§ **PROBLEMS TO SOLVE**
- 1) Check each statement against the blog post and answer yes or no, quoting the words that decide it: (a) The son was about four years old when he made his remark. (b) The son's remark ranked his mother equal with the dog. (c) Dan Utz is from Ohio.
- 2) Rewrite the blog post from "As I thought" to "and extend grace.", swapping "noble intent" for "good faith".
- 3) Extend the blog post beyond its last sentence.

START TEXT EXTRACT

I Love You, as Much as I Love My Dog…

~ To embrace the life of grace, is to embrace the life of Jesus Christ. ~

Some years ago, when our youngest son was about four years old, he told me, “Mommy, I love you and Kuddles the most.”

“Wow! I rank right up there with the dog, do I?” I said it out loud, playfully. Kordan didn’t understand the humour, and nodded. I hugged him, thanked him for loving me that much. My son gave me the highest compliment he could, when he told me that he loves me and the dog the most.


If I had only heard the words, and overlooked his heart, I might have been offended, and concluded he didn’t love me much. By assuming noble intent on his part, I received it as the best he had to offer. Granted, at four he was very innocent, and had no concept of how that could be interpreted, so that helped too.

As I thought back to this, and remembered that moment, my mind started connecting this concept to adult life, and the need to look beyond what we hear, and see. It is important to train our minds to look beyond the words we hear spoken and the behaviours we see, and assume noble intent. To give the benefit of the doubt, and extend grace.

If we could do this as adults, we would be much less likely to get ourselves all bent out of shape, and we would have less broken relationships. We wouldn’t go into conflict resolution with our back against the wall, and determined to vindicate ourselves.

It would allow us to go in, with open hearts and open minds, ready to hear what the other person has to say. We might be wrong about their noble intent, and they might need to take ownership, and apologize because they were trying to hurt us. Or, we might find out that it’s the best they knew how to give, that in their minds they were helping and doing the right thing, with the best of intentions.

Several hours after I started this blog, yesterday, I spoke with my friend, Dan Utz, from Indiana. The plan was to discuss some options for a conference, and we did, eventually, but not before we had a little ‘church service for two’. Within minutes on the phone, as he shared what God had done in a recent ministry trip, I felt the presence of the Holy Spirit powerfully.

“What is the Kingdom of God?” he asked at one point. He shared of a woman who started the Lovelady Centre, a ministry for women and their children, offering hope and a home, transforming lives.

END TEXT EXTRACT
START DATA ROWS

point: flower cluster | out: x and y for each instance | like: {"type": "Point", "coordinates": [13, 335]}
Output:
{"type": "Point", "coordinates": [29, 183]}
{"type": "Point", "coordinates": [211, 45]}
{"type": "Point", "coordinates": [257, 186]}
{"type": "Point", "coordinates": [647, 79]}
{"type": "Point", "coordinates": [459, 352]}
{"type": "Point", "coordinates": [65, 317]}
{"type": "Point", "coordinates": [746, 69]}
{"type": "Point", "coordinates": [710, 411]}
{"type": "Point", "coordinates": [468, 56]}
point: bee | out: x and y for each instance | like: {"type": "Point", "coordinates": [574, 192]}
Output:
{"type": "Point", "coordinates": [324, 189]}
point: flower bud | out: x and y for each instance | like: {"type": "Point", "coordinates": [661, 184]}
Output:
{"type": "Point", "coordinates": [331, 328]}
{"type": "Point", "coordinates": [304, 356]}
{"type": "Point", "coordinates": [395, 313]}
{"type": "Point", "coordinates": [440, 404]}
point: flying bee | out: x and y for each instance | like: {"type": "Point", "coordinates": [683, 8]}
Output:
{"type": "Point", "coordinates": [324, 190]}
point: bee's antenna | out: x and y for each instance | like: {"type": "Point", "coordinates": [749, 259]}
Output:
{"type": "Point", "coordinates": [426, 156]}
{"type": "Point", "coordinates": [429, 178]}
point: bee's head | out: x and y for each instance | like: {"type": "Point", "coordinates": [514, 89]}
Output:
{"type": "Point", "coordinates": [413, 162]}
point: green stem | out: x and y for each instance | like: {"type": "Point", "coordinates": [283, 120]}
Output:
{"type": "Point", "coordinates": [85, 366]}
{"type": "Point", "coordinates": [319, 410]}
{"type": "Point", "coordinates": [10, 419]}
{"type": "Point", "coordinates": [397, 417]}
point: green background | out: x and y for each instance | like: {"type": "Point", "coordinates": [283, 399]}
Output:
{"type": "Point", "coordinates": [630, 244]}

END DATA ROWS

§ **ANSWERS FOR THE EXERCISE**
- 1)
(a) Yes: "when our youngest son was about four years old"
(b) Yes: "Mommy, I love you and Kuddles the most."
(c) No: "my friend, Dan Utz, from Indiana"

- 2)
As I thought back to this, and remembered that moment, my mind started connecting this concept to adult life, and the need to look beyond what we hear, and see. It is important to train our minds to look beyond the words we hear spoken and the behaviours we see, and assume good faith. To give the benefit of the doubt, and extend grace.

- 3)
Now that’s church, I thought to myself. And my spirit resonated with what he said, that is the kingdom of God. People reaching out to the lost and broken, offering the hope of Jesus to those who don’t stand a chance in this world, without someone extending a hand. It’s the same feeling I get when I hear of Shane Claiborne’s ministry, The Simple Way. Not only reaching out to people but, like Jesus–Emmanuel, God with us–to actually dwell among them.

Something resonates deep in my spirit with this way of being the Kingdom of God in the earth. It feels to me as though these individuals have found who they really are, what they were created for, and they choose to live outside of the normalcy of what we have made the Christian faith. In both cases it feels so much like the Jesus Way of doing ministry, and ‘church’.

After Dan told the story, I shared with him a bit of my recent struggle. The short version. (Yes, Dan, believe it or not… it was the short version.) I admitted that I feel, at times, as if we Christians are ineffective in the way we do church. I struggle with that. I really do. And I have for a very long time. Probably for about twenty-five years, two months and one day… starting with the day I became a Christian, in 1987. I have always questioned what ‘church’ is, in our western culture. Not that it’s all bad, but that it seems ineffective, and when I hear Lovelady stories, and The Simple Way stories, something in me says, “Yes! That’s what I’m talking about!”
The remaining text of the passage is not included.